[Alıntı Metin]
= = = =
Popüler Sinema

Paylaş
Röportajlar

Nursen Çetin Köreken: "Film endüstrimiz ne zaman bir sisteme oturursa kısa ve uzun film festivallerimiz de gerçek kimliklerine kavuşacaktır."

Nursen Çetin Köreken: "Film endüstrimiz ne zaman bir sisteme oturursa kısa ve uzun film festivallerimiz de gerçek kimliklerine kavuşacaktır."
Yazar: Fırat Sayıcı

Öncelikle biraz kendinden bahseder misin?

 

Merhaba, hayal eden ve hayallerinin peşinden giden biriyim. İlk okul ve orta okul yıllarımda akademik başarılarımın yanında hem spor hem de okul gösterilerinde çok görev aldım. Lisede bu durum sunuculuk, tiyatro, dans, yazma ve diğer sanat alanlarında ağırlık kazandı. Üniversitede Edebiyat Fakültesinde Türk Dili ve Edebiyatı bölümünde okurken bir yandan da Karşıyaka Belediyesi Tiyatrosu’nda oyunculuk yapıyordum. Bunun yanı sıra İzmir Fotoğraf Derneği’nde fotoğraf eğitimi, Çağdaş Drama Derneği’nden Yaratıcı Drama Liderlik Eğitimi, Tobav’dan oyunculuk eğitimi almaya devam ettim. Öğrenme konusunda müthiş bir iştahım vardır. Bu bahsettiğim eğitimler kadar kendimi geliştirmek için daha birçok eğitime katıldım.
= = = =
[Yapılacaklar]
1/ Nursen Çetin Köreken röportajında "Popüler Sinema" sözcüklerinden "kendinden bahseder misin?" sözcüklerine kadar uzanan kısmı aynen tekrarla.
2/ Nursen Çetin Köreken röportajını kaldığı yerden alıp sürdür.

[Nokta etiketleme örnekleri]
= = = =
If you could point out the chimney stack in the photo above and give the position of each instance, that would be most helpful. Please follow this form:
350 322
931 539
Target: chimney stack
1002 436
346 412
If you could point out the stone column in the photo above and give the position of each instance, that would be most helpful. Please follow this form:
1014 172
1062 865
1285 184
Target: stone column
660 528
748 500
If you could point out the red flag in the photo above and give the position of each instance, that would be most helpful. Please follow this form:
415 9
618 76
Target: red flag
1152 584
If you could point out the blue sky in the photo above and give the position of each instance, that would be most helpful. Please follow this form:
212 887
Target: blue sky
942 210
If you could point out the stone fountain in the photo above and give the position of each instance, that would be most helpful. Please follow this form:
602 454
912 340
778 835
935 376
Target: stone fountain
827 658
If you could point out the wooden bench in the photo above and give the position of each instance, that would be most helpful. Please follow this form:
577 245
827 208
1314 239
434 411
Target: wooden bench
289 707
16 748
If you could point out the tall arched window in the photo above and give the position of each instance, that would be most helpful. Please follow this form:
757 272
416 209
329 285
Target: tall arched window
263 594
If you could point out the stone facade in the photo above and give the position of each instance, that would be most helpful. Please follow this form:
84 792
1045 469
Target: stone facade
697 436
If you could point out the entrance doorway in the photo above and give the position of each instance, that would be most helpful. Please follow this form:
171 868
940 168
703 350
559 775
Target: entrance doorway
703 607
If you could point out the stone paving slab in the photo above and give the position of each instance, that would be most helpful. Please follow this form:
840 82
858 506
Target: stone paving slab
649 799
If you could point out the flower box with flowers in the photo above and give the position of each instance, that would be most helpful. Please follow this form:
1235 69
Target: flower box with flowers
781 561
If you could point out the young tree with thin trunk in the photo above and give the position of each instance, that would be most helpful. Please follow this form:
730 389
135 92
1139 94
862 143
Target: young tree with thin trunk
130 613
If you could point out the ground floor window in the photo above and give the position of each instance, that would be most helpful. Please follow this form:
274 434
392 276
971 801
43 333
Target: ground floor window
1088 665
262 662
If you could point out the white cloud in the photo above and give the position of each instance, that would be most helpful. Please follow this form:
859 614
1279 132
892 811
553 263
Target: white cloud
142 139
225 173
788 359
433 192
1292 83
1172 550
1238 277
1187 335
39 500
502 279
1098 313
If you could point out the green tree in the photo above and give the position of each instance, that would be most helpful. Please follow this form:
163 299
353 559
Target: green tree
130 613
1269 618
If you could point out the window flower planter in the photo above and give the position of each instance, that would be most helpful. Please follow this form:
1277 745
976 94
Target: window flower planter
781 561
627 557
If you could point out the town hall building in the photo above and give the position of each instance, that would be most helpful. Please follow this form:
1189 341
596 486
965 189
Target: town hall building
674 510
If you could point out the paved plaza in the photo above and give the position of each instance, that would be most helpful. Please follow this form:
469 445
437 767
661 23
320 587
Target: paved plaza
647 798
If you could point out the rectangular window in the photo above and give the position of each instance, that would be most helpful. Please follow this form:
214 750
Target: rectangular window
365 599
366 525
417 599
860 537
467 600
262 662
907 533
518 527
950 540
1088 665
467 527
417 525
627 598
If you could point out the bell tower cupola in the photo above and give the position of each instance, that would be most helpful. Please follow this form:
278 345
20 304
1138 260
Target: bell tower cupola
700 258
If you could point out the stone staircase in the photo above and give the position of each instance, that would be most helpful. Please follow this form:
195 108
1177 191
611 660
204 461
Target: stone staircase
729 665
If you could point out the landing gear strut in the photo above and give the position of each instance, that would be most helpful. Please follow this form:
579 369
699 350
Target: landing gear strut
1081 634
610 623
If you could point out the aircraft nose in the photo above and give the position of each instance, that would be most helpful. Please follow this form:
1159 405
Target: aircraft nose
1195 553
= = = =
[Alıştırma Yanıtları]
1/
Popüler Sinema

Paylaş
Röportajlar

Nursen Çetin Köreken: "Film endüstrimiz ne zaman bir sisteme oturursa kısa ve uzun film festivallerimiz de gerçek kimliklerine kavuşacaktır."

Nursen Çetin Köreken: "Film endüstrimiz ne zaman bir sisteme oturursa kısa ve uzun film festivallerimiz de gerçek kimliklerine kavuşacaktır."
Yazar: Fırat Sayıcı

Öncelikle biraz kendinden bahseder misin?

2/
Kendimi bildim bileli girişimci bir yapıya sahibim ve iyi organizasyon becerim vardır. Edebiyatı, tiyatroyu, yazmayı, oyunculuğu, yaratıcı dramayı, psikolojiyi, sosyolojiyi, müziği, resmi, fotoğrafı, dansı ve dahası hayatı deneyimlemeyi seven biri olarak bütün dahil olduğum eğitimler, etkinlikler benim yolumu sinemaya çıkardı. Önce hayal ettim, sonra yazdım, yönettim ve hayata geçirdim. Tabi bütün bunları yaparken özellikle sinemada yol arkadaş/lar/ına ihtiyaç vardır. Benim hayallerime daha güçlü sarılmamı sağlayan yoldaşım Ümit ( Köreken ) ’in varlığı benim için yaşamın bana sunduğu en büyük hediyedir.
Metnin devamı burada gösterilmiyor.